- [Passage to read]
Prison Journalism Project
- Formation: April 2020; 6 years ago
- Founder: Yukari Iwatani Kane; Shaheen Pasha;
- Type: Nonprofit
- Purpose: Education; Journalism; Criminal Justice;
- Website: prisonjournalismproject.org

= Prison Journalism Project =

Prison Journalism Project is an independent, nonprofit organization founded in April 2020 to train incarcerated writers to be journalists and publish their stories. Prison Journalism Project provides correspondence-based lessons on the tools of journalism to incarcerated writers through its PJP J-School program, and it publishes their stories on its online magazine.

Prison Journalism Project contributes to the movement for prison reform through two programs: PJP J-School and an editorial publishing arm. It recruits, trains and pays incarcerated and formerly incarcerated writers, then publishes their work on their own online magazine and training newspaper as well as in publications around the country to help cultivate freedom of the press behind the walls as it builds a network of prison correspondents.

- [Raw data]

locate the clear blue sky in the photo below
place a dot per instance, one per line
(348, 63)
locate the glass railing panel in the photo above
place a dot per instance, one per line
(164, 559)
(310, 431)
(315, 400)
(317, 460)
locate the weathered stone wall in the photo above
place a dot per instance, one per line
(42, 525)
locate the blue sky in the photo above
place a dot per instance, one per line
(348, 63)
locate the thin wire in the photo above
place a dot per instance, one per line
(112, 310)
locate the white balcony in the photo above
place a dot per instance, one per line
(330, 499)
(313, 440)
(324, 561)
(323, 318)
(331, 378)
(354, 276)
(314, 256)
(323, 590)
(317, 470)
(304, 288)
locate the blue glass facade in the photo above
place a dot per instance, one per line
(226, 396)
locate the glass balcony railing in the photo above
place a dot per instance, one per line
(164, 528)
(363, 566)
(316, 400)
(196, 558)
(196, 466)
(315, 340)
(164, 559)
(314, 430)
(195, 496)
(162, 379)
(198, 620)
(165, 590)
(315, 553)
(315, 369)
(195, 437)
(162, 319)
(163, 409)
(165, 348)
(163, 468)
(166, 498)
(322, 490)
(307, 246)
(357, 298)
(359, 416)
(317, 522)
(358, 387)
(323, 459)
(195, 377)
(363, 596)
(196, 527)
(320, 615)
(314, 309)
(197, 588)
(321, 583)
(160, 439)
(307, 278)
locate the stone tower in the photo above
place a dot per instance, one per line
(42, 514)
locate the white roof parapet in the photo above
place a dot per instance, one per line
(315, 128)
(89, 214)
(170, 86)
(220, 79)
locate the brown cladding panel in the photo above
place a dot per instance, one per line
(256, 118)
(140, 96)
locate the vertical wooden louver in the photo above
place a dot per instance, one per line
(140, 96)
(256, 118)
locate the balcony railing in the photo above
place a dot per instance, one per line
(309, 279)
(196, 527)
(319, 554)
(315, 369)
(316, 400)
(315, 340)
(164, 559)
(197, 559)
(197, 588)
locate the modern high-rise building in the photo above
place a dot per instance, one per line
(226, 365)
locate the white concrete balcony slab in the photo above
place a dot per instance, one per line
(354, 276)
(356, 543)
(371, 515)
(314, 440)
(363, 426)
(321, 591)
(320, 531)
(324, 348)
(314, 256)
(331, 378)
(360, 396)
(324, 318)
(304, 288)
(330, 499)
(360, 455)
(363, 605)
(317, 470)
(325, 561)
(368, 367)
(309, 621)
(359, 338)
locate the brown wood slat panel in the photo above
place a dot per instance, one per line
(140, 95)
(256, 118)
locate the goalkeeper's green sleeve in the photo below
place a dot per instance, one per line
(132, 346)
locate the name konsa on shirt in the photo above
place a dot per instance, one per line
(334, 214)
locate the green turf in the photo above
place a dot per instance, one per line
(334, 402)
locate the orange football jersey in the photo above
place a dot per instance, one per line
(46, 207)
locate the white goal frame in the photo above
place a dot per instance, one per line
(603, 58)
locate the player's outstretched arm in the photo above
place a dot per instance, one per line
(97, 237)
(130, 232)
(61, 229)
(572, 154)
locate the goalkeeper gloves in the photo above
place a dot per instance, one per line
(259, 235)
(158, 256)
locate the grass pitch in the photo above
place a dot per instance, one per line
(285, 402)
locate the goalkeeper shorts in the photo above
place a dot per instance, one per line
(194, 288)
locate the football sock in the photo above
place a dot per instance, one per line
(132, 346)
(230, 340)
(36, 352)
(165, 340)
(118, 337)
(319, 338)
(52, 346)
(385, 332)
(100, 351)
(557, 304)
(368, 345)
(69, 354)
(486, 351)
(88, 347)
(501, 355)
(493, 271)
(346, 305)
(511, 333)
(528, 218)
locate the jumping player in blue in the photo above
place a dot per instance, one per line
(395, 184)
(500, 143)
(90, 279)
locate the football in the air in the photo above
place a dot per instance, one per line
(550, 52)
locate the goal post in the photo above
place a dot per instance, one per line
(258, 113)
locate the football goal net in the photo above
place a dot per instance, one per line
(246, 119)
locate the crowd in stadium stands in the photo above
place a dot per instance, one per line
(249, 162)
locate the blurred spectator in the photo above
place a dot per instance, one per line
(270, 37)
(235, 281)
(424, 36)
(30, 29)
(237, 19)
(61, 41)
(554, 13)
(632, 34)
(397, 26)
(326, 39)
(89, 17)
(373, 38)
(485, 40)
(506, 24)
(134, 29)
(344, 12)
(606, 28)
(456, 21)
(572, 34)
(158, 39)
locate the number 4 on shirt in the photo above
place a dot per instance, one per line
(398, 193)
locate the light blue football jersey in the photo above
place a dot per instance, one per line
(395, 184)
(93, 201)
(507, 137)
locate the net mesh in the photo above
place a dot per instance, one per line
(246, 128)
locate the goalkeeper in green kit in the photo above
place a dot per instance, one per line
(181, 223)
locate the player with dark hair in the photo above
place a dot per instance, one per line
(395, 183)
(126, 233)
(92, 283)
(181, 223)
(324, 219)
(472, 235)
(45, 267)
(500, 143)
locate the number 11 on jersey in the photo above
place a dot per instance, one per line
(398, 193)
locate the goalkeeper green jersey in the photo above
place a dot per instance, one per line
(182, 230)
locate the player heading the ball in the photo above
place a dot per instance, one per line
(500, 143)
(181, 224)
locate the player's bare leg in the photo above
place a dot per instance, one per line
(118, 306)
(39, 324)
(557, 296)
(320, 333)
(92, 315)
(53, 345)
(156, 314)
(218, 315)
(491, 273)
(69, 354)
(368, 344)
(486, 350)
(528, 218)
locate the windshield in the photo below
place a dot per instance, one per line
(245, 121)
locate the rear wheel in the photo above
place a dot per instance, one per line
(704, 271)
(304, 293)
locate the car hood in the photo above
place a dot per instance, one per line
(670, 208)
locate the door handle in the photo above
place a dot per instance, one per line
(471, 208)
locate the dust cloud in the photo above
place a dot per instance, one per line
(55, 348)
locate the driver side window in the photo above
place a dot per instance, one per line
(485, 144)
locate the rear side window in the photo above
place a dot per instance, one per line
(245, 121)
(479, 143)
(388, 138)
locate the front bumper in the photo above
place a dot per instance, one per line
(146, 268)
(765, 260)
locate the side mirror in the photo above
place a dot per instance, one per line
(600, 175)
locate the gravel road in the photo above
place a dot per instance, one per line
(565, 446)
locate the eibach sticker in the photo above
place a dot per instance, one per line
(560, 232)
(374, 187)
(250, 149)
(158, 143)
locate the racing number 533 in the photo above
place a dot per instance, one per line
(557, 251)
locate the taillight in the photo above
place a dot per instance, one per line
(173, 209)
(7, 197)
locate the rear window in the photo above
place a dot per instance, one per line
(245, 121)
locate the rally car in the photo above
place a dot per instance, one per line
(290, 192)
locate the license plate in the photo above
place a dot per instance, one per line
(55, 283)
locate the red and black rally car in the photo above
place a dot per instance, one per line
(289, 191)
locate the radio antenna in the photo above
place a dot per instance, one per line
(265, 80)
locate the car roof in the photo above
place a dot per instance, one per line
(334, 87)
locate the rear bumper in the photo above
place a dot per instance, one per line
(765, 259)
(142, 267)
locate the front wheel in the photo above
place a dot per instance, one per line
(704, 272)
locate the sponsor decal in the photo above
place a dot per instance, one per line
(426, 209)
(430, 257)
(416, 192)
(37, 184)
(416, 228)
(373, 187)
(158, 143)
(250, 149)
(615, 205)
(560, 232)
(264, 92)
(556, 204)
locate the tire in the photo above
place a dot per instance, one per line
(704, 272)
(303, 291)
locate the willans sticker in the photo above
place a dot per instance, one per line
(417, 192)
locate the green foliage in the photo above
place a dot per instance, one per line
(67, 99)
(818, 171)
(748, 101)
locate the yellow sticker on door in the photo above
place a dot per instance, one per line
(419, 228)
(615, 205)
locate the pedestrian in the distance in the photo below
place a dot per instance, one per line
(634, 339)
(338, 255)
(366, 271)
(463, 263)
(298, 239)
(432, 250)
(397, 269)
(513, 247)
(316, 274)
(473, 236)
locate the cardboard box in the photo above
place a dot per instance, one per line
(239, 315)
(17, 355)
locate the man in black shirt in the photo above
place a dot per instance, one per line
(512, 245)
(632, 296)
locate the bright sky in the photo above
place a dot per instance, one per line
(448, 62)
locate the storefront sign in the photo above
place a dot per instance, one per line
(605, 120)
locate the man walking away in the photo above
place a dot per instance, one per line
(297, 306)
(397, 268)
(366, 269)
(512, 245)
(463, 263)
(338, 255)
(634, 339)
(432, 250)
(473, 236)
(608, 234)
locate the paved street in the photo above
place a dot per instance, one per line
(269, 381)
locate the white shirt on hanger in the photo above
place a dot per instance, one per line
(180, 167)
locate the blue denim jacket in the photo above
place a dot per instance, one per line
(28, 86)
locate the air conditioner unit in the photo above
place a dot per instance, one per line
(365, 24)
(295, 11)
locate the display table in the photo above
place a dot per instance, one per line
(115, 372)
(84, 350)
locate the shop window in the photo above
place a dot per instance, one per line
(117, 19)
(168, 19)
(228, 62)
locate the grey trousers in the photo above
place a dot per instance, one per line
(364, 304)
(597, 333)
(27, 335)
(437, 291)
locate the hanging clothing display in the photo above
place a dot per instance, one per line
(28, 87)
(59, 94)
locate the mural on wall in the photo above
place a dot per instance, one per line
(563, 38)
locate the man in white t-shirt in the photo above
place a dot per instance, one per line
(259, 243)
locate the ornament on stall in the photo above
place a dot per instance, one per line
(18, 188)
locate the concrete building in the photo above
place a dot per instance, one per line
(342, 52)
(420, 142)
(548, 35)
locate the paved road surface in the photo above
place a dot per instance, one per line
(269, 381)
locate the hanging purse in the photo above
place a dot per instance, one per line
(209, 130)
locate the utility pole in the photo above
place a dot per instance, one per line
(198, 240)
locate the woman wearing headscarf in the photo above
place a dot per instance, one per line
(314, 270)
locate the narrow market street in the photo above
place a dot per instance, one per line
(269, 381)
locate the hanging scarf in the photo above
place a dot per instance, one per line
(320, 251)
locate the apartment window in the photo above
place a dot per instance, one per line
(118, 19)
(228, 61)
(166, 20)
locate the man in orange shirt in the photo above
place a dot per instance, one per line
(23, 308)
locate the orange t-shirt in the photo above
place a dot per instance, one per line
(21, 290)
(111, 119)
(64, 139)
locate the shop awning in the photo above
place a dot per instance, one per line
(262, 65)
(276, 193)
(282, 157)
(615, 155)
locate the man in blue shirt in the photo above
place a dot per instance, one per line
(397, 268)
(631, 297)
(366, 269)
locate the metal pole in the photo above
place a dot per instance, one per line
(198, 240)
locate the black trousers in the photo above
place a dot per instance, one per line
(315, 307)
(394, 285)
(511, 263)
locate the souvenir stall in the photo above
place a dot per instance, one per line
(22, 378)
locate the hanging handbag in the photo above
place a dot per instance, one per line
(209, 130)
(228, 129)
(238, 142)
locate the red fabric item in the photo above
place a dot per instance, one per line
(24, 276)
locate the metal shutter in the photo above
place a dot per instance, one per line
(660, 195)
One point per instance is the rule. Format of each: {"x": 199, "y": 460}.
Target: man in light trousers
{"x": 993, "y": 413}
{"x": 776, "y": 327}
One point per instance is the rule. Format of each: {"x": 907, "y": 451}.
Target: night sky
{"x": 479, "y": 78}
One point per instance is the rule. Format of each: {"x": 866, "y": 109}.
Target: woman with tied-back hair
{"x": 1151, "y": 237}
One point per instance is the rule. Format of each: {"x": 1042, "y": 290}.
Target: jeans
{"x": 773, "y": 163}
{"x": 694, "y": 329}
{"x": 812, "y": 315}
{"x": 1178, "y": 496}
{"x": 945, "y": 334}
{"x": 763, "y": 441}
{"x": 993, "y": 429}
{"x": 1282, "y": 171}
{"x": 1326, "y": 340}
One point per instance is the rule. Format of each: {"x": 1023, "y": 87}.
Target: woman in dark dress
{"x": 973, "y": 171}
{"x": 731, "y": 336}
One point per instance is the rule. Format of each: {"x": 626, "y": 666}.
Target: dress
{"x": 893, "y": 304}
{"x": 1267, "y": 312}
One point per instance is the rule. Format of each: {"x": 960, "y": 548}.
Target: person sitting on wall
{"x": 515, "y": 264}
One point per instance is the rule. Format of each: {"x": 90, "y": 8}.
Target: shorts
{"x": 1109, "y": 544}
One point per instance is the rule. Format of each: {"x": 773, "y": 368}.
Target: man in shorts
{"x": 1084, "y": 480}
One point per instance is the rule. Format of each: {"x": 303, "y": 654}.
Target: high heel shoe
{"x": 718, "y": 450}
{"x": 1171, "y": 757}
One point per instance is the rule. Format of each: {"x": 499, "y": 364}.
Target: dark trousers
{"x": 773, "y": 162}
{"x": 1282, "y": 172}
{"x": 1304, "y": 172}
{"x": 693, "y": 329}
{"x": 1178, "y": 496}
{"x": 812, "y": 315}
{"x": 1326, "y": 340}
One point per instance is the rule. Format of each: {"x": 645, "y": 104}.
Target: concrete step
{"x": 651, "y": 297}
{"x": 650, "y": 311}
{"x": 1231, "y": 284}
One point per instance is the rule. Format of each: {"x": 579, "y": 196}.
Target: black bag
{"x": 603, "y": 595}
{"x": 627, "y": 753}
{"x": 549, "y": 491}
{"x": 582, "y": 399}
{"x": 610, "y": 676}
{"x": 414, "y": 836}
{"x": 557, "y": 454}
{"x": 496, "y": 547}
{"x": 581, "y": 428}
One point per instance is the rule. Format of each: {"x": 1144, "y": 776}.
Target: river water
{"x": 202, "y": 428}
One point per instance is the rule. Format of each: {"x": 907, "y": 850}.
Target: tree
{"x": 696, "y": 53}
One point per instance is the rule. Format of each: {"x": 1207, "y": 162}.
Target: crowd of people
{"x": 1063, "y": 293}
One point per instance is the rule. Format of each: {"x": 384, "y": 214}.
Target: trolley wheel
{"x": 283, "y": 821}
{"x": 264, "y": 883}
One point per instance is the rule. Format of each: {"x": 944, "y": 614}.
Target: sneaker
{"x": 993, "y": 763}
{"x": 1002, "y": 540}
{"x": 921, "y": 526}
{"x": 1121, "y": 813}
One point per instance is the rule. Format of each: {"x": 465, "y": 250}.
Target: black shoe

- [Problem to work on] Return, word for word, the portion of the Prison Journalism Project text from "Prison Journalism Project contributes" to "of prison correspondents.", including both.

- [Answer area]
Prison Journalism Project contributes to the movement for prison reform through two programs: PJP J-School and an editorial publishing arm. It recruits, trains and pays incarcerated and formerly incarcerated writers, then publishes their work on their own online magazine and training newspaper as well as in publications around the country to help cultivate freedom of the press behind the walls as it builds a network of prison correspondents.